[START]

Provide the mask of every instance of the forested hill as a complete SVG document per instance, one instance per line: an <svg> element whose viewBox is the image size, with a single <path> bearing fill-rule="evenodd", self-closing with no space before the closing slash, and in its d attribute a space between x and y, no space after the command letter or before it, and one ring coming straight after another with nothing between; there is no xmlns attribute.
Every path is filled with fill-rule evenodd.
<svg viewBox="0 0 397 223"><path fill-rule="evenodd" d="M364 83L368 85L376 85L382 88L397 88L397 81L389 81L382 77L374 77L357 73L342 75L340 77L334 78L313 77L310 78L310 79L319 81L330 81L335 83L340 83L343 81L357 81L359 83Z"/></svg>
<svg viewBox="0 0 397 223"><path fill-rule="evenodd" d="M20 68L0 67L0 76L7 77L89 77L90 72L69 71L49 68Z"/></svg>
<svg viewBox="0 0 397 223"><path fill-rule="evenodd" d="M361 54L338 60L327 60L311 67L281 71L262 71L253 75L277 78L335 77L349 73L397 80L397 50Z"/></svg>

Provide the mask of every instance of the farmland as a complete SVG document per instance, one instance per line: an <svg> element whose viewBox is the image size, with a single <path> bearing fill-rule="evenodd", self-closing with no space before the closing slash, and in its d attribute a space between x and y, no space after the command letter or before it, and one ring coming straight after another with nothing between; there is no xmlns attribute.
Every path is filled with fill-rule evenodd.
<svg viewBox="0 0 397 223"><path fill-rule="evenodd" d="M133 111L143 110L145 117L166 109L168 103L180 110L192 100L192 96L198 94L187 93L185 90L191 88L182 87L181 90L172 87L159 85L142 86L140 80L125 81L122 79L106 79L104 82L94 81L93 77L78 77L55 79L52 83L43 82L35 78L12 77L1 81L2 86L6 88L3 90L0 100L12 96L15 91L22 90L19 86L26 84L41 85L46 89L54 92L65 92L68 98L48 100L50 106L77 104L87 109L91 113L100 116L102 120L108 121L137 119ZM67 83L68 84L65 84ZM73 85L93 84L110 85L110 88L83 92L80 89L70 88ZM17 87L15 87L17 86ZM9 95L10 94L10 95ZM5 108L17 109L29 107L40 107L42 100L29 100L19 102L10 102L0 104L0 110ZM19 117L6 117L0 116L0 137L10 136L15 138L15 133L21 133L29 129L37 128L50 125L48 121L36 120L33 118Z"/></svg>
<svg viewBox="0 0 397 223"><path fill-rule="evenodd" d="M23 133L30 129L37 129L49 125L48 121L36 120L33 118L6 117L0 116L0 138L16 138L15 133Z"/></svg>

[END]

Work required: Could you rewrite the lines above so that "forested hill" becomes "wooded hill" everywhere it appears, leaving everything else unchanged?

Output:
Provide the mask of every instance of the wooded hill as a complete SVG document per instance, one instance per line: an <svg> element whose viewBox is the image size, with a single <path> bearing fill-rule="evenodd", self-closing with no space before the closing slash, and in its d attribute a space between x and y, no space after the command letter or before it, and one ring coming straight after another with nothing between; there is no xmlns attribute.
Every path is filled with fill-rule evenodd.
<svg viewBox="0 0 397 223"><path fill-rule="evenodd" d="M364 83L368 85L376 85L382 88L397 88L397 81L389 81L382 77L374 77L357 73L342 75L340 77L334 78L313 77L310 78L310 79L319 81L330 81L335 83L340 83L343 81L357 81L359 83Z"/></svg>
<svg viewBox="0 0 397 223"><path fill-rule="evenodd" d="M20 68L0 67L0 76L7 77L89 77L90 72L69 71L49 68Z"/></svg>
<svg viewBox="0 0 397 223"><path fill-rule="evenodd" d="M361 54L338 60L327 60L311 67L281 71L262 71L253 75L277 78L335 77L349 73L397 80L397 50Z"/></svg>

Provide the mask of every instance of the farmland as a complete SVG document per instance, one instance per line: an <svg> element whose viewBox is the image size, with a single <path> bearing fill-rule="evenodd", self-closing with no space before the closing slash, and in its d attribute a space between x and y, no space after the command letter or before it, and one ring coming straight after another with nothing between; there is no xmlns attribute.
Every path is filled with fill-rule evenodd.
<svg viewBox="0 0 397 223"><path fill-rule="evenodd" d="M133 111L143 110L145 117L166 109L168 103L180 110L192 100L192 96L198 94L187 93L185 90L191 88L182 87L181 90L172 87L159 85L142 86L140 80L125 81L122 79L106 79L104 82L94 81L93 77L78 77L55 79L52 83L43 82L35 78L12 77L1 81L2 86L6 88L3 90L0 100L12 96L15 91L22 90L19 86L26 84L41 85L46 89L54 92L65 92L68 98L48 100L50 106L77 104L87 109L91 113L100 116L102 120L108 121L137 119ZM67 83L68 84L65 84ZM73 85L93 84L110 85L110 88L83 92L80 89L70 88ZM17 87L15 87L17 86ZM9 95L10 94L10 95ZM5 108L17 109L29 107L40 107L42 100L29 100L19 102L10 102L0 104L0 110ZM19 117L6 117L0 116L0 137L10 136L15 138L15 133L21 133L29 129L37 128L50 125L48 121L36 120L33 118Z"/></svg>
<svg viewBox="0 0 397 223"><path fill-rule="evenodd" d="M23 133L30 129L37 129L49 125L48 121L36 120L33 118L6 117L0 116L0 138L16 138L15 133Z"/></svg>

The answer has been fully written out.